Aim of the exercise
In the listing below, find the line containing "Target: white dorsal fin" and the line containing "column 595, row 498". Repeat exactly those two lines and every line between them, nothing more.

Source data
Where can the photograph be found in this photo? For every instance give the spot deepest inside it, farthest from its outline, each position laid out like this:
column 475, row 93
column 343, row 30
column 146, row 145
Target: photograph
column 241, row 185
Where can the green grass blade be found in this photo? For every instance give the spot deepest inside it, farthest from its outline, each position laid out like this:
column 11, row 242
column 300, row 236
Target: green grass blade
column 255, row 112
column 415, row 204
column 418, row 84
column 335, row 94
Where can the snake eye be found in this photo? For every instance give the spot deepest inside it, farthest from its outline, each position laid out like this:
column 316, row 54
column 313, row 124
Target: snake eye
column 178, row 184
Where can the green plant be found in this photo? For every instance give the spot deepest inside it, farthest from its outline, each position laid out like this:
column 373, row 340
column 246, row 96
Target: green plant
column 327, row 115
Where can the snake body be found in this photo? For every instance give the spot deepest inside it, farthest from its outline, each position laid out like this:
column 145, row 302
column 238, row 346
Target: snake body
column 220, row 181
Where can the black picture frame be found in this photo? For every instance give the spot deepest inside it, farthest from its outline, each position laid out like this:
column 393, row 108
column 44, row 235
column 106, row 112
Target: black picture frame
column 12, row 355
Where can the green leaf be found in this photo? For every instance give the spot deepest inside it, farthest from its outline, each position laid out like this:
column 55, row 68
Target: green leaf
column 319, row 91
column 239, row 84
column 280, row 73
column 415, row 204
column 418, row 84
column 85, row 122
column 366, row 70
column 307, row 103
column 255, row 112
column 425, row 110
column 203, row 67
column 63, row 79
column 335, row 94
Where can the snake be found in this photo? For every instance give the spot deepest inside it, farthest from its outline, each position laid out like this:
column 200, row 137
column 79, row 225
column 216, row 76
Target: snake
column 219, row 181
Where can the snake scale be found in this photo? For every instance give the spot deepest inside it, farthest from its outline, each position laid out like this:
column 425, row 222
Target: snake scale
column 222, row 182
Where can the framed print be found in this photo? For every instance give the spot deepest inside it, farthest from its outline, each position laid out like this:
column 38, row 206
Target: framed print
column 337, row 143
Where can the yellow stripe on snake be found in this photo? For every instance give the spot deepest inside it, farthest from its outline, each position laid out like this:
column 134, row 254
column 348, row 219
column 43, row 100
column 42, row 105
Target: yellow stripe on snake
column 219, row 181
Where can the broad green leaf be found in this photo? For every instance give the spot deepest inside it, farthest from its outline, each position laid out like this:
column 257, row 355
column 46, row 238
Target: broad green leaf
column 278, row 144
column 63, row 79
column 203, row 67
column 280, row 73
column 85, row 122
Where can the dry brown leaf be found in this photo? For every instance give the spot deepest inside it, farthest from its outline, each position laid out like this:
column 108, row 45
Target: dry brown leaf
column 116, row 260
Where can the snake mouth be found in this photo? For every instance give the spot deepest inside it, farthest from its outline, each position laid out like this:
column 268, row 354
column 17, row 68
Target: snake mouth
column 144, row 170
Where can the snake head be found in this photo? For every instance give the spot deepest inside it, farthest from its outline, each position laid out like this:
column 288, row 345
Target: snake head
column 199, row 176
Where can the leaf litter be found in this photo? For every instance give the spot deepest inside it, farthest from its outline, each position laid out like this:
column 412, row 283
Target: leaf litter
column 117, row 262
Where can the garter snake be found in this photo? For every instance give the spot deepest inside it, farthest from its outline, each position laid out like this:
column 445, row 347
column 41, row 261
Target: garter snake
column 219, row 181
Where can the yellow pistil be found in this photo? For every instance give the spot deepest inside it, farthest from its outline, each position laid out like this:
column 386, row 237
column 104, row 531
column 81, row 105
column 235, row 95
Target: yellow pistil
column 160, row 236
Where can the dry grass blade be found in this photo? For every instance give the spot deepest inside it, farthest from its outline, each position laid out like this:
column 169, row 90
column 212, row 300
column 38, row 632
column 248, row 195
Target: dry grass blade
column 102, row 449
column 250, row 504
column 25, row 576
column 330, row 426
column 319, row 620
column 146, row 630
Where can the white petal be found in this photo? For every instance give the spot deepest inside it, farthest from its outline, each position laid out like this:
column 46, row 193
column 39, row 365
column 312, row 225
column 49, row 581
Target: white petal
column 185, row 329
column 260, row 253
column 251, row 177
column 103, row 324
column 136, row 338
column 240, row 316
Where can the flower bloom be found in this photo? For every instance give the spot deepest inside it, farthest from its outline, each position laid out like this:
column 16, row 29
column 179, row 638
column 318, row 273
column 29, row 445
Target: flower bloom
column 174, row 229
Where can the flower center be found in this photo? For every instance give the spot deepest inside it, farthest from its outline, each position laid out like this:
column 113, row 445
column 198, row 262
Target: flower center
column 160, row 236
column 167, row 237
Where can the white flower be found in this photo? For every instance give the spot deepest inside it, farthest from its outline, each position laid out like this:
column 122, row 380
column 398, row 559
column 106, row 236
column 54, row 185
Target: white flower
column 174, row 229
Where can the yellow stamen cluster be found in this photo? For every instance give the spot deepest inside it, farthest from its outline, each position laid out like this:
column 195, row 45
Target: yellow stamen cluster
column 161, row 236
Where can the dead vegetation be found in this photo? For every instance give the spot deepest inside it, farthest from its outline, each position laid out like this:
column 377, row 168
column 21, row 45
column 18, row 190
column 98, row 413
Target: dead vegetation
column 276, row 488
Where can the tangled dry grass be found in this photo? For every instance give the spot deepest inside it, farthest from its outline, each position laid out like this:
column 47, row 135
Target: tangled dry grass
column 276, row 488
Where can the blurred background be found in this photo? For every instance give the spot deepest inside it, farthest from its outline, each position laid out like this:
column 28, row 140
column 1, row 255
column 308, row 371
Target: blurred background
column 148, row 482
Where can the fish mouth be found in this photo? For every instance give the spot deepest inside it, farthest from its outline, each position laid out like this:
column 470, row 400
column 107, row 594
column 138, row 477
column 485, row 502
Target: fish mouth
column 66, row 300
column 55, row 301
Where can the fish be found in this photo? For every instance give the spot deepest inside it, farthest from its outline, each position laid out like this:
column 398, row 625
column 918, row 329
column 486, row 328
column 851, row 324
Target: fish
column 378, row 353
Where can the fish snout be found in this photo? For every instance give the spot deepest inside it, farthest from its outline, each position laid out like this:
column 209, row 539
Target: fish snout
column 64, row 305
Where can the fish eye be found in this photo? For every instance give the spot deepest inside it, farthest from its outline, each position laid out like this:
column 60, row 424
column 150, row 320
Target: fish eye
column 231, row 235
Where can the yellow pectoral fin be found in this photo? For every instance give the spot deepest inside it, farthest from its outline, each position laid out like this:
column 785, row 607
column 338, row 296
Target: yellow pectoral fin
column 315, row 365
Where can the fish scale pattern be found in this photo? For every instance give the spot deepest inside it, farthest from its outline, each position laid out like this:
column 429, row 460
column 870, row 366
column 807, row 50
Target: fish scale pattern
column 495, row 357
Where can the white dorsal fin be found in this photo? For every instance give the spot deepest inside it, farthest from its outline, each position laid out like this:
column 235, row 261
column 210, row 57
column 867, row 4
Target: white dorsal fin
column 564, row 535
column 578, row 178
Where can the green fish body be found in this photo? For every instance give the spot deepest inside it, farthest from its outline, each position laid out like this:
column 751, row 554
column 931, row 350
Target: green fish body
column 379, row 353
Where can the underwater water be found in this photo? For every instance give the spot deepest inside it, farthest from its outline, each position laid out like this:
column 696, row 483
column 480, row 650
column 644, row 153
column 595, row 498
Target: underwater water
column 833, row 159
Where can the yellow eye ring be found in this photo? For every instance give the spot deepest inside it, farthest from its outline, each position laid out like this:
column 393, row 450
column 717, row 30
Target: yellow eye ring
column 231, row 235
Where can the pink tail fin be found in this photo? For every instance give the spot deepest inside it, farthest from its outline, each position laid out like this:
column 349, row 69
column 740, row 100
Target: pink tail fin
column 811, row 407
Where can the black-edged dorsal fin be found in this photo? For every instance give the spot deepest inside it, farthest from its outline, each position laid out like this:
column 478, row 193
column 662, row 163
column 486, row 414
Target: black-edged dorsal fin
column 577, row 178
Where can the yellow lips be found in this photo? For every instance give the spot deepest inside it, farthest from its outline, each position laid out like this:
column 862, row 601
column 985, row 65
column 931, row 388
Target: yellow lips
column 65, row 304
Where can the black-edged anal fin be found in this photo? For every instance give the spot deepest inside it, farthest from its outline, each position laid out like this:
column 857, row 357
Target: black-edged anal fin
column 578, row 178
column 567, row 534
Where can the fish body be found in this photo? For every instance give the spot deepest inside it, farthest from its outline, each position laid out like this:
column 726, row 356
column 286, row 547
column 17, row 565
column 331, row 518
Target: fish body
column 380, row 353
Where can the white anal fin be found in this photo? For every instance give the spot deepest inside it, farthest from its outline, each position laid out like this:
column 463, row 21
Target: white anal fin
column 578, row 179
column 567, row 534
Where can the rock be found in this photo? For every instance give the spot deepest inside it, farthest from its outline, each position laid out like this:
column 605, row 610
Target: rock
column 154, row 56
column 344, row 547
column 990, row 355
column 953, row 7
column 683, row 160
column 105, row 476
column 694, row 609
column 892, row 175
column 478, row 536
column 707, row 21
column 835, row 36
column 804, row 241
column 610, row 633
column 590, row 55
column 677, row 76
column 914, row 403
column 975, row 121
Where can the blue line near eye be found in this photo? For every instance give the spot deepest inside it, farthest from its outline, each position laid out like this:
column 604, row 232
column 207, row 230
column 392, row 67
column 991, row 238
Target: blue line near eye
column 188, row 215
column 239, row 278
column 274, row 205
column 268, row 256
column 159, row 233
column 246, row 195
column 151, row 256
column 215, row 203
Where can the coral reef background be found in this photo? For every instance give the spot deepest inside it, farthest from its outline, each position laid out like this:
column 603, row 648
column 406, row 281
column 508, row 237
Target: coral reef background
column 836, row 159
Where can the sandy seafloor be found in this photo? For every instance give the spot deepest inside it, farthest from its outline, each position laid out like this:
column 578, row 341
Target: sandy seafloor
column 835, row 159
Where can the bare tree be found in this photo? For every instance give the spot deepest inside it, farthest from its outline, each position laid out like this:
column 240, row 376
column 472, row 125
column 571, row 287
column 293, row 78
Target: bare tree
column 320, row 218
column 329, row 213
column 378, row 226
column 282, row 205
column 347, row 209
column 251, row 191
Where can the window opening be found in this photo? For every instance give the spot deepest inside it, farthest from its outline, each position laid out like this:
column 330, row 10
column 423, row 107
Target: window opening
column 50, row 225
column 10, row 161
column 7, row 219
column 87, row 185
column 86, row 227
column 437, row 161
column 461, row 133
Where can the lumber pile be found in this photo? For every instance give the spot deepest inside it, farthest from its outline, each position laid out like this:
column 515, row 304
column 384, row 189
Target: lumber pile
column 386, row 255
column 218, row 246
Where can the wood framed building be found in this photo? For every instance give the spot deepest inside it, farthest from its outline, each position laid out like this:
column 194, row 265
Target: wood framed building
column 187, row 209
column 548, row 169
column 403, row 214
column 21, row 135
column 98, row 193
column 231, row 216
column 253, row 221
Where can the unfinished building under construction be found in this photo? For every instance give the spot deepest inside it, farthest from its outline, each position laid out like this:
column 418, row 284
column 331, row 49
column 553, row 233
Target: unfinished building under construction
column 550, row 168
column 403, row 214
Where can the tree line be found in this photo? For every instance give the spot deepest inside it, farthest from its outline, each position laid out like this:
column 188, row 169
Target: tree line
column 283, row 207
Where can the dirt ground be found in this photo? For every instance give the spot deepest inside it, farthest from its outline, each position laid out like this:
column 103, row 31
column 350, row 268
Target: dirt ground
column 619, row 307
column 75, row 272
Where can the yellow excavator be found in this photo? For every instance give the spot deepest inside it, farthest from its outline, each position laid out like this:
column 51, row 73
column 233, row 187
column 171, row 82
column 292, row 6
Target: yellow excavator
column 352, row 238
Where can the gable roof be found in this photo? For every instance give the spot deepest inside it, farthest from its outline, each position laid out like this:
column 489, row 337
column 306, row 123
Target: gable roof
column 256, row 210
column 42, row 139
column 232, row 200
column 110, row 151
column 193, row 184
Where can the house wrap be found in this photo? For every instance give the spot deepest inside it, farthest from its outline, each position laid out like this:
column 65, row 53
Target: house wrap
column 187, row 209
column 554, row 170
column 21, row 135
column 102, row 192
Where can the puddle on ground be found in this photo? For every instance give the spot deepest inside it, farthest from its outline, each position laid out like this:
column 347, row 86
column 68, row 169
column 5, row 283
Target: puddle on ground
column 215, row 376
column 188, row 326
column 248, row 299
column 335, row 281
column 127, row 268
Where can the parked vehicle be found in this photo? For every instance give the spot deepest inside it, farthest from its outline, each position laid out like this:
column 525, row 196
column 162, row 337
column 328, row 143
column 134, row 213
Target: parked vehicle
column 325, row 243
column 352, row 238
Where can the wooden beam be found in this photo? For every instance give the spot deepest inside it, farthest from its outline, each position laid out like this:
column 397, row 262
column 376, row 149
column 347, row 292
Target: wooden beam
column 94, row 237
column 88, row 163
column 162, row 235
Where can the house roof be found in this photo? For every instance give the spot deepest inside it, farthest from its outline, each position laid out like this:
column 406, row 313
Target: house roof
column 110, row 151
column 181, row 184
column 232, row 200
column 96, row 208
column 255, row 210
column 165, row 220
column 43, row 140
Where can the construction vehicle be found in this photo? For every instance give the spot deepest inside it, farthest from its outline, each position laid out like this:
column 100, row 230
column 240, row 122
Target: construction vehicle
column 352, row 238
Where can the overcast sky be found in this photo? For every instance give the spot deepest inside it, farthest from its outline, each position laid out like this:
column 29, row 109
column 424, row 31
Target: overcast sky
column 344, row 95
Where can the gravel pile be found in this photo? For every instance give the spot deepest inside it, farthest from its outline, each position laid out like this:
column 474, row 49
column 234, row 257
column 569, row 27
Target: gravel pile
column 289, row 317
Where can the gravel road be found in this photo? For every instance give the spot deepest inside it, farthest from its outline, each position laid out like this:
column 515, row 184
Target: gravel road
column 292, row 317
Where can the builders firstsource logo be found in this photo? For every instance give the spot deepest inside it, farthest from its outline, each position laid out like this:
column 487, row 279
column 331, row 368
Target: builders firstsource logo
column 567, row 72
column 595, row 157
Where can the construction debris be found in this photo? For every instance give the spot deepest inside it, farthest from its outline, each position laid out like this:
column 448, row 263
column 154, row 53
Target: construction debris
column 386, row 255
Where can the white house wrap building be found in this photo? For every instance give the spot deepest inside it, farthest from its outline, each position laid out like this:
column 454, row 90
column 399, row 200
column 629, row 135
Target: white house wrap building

Answer below
Target: white dorsal fin
column 564, row 535
column 578, row 178
Where can the green fish body be found in this photo? For every instance give the spot deepest inside it, farthest from its outline, each position laid out like this:
column 751, row 554
column 931, row 350
Target: green fish body
column 379, row 353
Where can the underwater water be found in this photo? For every instance give the spot deepest inside it, farthest from its outline, each position laid out like this:
column 696, row 483
column 480, row 650
column 644, row 153
column 595, row 498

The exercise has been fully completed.